Provided information
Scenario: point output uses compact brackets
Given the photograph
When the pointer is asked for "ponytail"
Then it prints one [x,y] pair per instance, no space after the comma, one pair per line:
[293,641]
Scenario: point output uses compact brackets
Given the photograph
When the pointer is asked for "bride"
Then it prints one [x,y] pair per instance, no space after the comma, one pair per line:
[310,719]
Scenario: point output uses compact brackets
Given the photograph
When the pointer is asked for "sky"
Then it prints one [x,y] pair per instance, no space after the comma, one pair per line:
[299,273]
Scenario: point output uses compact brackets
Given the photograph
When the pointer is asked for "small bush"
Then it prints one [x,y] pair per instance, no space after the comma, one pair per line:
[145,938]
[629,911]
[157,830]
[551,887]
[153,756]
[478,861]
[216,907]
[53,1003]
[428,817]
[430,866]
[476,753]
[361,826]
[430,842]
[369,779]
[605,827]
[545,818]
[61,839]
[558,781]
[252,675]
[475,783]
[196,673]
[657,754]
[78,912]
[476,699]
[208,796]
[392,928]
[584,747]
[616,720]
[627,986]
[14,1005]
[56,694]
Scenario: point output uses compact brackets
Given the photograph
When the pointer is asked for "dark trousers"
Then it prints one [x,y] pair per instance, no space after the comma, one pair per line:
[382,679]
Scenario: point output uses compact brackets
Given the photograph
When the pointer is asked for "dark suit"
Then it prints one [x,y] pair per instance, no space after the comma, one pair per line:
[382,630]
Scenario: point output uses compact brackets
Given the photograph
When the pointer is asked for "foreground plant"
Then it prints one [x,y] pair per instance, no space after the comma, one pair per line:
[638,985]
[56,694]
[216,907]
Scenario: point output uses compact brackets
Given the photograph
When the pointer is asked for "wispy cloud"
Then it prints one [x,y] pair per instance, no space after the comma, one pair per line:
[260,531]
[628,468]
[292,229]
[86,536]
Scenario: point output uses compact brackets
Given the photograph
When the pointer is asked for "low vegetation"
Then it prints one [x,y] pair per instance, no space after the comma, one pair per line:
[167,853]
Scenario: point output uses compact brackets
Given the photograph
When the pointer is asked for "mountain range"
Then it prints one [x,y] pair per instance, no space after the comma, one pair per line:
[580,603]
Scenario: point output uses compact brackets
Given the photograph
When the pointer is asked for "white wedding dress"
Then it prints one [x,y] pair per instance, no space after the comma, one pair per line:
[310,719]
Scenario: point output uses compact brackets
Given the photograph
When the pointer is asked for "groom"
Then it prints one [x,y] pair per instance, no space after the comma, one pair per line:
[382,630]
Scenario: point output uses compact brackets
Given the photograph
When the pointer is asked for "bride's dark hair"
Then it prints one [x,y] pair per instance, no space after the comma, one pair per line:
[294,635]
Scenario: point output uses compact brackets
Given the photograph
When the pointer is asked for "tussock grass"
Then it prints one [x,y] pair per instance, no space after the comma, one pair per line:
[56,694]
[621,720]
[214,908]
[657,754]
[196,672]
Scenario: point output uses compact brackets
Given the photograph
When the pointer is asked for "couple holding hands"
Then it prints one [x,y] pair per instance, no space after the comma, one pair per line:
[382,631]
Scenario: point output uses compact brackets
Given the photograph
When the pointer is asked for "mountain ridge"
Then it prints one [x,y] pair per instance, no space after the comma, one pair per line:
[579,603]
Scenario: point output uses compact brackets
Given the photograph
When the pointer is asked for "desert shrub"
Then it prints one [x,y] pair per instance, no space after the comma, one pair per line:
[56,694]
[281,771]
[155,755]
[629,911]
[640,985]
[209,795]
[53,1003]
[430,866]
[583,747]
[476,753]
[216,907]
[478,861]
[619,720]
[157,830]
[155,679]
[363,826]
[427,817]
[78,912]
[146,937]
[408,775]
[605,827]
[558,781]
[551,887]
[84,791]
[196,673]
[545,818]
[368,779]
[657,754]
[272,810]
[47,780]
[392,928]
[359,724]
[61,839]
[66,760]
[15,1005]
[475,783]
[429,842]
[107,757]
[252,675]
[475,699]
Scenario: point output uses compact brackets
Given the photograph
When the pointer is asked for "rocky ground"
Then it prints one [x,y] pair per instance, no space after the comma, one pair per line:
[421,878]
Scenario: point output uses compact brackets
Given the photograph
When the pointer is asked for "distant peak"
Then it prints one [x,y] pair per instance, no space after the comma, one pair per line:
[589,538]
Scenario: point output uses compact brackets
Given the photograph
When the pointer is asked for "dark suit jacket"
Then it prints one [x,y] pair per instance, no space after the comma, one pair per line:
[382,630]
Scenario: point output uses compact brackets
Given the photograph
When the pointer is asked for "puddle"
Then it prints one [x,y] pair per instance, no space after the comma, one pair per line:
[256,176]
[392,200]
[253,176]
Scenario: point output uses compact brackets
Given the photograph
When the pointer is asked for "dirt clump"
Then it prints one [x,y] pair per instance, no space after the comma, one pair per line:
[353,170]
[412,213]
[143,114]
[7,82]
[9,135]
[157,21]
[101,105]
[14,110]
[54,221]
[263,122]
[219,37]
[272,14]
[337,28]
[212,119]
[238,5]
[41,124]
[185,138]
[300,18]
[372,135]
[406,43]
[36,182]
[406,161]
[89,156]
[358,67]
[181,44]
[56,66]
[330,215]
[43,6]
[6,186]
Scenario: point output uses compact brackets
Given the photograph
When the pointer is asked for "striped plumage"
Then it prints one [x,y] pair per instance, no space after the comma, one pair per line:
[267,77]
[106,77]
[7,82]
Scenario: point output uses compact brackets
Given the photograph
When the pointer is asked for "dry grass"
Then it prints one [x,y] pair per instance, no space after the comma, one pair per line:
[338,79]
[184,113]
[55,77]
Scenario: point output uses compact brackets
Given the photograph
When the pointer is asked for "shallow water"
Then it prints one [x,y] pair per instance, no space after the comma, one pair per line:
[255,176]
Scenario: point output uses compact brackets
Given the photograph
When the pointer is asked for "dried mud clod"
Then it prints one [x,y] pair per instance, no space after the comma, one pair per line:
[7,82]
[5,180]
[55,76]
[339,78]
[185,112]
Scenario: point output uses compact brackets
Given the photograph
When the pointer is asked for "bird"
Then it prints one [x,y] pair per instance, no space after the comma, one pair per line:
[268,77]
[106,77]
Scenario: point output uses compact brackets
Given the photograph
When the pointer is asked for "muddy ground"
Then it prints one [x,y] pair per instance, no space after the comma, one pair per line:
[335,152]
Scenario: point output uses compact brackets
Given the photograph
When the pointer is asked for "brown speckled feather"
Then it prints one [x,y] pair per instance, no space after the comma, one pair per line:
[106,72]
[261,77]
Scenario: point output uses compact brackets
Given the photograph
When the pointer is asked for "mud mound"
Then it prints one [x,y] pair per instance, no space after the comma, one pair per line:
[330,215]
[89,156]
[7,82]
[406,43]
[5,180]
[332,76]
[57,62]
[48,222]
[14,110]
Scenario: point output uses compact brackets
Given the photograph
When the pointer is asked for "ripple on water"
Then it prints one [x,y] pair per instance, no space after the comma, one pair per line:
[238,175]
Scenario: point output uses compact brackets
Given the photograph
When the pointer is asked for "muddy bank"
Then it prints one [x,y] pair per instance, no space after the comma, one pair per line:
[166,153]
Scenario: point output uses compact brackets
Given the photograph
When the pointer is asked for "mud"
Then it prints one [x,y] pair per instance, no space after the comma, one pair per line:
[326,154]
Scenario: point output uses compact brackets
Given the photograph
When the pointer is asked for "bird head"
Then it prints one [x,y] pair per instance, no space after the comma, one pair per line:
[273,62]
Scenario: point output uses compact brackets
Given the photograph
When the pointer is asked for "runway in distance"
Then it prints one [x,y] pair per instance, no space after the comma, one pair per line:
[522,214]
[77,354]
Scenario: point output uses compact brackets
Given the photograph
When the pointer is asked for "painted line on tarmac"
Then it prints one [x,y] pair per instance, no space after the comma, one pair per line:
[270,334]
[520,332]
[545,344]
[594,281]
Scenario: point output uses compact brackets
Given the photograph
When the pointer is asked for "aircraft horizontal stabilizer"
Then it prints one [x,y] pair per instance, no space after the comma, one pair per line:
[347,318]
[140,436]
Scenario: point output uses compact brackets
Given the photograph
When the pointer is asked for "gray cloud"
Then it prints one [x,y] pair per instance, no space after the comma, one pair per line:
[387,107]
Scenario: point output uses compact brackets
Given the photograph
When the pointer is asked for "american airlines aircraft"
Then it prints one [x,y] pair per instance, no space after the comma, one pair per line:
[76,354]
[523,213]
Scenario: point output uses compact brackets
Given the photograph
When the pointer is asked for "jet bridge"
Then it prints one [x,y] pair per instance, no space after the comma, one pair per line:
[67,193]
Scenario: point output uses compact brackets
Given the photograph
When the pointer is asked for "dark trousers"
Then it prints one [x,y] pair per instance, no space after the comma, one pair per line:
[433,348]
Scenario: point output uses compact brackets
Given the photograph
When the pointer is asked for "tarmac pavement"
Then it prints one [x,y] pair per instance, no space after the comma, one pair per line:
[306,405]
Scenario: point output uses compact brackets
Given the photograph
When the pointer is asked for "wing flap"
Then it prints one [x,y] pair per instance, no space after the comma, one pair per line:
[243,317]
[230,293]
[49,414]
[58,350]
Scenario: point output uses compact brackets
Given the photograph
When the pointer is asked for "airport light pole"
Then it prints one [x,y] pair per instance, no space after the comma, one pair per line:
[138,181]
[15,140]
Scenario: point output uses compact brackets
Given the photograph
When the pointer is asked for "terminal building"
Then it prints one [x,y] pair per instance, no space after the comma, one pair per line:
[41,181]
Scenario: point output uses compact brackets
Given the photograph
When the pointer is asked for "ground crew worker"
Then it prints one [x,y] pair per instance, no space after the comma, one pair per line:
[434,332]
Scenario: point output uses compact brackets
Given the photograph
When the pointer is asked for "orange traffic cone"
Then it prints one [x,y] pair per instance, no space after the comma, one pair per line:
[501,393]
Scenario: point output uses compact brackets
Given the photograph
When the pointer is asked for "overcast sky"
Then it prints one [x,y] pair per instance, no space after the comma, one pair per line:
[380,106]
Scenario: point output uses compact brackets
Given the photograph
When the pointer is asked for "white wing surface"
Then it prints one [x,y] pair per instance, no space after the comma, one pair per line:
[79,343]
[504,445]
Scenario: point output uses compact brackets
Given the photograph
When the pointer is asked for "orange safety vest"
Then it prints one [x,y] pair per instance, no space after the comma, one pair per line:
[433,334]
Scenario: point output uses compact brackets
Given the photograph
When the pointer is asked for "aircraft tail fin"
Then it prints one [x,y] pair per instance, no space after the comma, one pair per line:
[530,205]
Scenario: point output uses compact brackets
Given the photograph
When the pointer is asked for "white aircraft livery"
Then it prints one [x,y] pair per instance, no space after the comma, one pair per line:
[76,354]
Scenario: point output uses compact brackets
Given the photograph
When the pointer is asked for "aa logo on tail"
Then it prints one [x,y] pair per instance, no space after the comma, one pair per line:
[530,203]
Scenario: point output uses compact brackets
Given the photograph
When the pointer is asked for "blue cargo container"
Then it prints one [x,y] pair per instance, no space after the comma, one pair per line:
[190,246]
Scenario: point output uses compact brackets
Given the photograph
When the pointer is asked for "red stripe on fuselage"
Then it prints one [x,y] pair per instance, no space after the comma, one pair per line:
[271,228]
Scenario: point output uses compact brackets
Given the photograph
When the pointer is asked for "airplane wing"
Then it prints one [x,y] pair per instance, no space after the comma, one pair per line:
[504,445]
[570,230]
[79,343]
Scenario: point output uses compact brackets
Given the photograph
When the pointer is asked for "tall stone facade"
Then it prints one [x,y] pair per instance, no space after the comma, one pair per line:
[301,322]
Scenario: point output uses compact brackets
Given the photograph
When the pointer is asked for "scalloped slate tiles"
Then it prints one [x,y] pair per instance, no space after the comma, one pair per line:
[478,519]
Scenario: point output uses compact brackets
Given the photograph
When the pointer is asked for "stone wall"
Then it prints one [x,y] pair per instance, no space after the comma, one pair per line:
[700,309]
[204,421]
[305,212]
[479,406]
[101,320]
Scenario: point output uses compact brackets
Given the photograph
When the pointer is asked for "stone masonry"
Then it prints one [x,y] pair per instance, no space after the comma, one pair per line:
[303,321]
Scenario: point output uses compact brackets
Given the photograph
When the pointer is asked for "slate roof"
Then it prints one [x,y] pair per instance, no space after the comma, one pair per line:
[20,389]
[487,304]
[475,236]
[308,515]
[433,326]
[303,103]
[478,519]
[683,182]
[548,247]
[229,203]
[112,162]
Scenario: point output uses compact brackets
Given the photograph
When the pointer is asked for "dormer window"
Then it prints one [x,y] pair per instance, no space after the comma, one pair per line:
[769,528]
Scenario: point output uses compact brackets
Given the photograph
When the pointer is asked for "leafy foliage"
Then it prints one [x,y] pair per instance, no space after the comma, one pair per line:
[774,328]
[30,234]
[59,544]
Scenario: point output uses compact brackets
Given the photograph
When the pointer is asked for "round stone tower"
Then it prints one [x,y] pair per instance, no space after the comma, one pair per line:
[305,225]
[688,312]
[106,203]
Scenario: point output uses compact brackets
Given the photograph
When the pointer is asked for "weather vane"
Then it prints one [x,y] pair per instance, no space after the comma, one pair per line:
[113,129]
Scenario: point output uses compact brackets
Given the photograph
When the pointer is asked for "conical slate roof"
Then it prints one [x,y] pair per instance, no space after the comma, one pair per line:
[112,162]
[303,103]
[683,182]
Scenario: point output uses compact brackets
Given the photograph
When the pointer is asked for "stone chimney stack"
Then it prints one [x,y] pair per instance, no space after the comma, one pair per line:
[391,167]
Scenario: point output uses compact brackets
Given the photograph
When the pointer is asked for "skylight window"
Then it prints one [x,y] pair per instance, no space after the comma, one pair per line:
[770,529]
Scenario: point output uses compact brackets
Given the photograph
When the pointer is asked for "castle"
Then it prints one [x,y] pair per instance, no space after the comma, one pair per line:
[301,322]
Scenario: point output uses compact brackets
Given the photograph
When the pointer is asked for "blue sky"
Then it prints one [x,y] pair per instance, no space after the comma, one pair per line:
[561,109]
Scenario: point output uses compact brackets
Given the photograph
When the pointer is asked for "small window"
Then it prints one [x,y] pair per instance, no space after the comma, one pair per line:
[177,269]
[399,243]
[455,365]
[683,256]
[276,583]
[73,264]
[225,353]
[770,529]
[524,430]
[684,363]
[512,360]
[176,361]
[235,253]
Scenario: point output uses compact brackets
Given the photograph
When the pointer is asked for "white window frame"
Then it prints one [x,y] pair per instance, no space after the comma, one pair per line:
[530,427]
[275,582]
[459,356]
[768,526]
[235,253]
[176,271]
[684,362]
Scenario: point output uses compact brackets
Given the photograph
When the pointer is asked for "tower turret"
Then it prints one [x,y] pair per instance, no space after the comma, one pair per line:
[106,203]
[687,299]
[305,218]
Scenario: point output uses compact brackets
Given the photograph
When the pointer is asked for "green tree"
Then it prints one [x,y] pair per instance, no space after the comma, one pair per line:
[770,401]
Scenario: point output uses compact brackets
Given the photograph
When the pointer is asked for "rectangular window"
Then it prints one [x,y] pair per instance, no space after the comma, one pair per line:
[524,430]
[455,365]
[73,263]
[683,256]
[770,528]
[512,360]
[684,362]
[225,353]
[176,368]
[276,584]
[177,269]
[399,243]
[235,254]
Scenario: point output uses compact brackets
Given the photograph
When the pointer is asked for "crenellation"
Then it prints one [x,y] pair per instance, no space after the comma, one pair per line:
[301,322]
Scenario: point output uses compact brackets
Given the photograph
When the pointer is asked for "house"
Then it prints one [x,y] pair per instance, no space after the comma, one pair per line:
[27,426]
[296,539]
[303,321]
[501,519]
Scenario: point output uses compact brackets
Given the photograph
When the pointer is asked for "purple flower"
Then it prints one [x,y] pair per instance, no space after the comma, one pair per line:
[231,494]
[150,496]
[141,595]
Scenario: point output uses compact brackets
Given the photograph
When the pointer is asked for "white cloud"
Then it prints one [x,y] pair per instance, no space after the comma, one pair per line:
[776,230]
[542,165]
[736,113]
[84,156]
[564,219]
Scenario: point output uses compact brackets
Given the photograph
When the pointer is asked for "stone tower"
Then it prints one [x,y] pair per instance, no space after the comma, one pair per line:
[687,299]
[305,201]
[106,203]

Directions
Find and copy each line of the material that holds the word "bride".

Result of this task
When the pointer is asked for "bride"
When the pointer is asked for "bride's dark hair"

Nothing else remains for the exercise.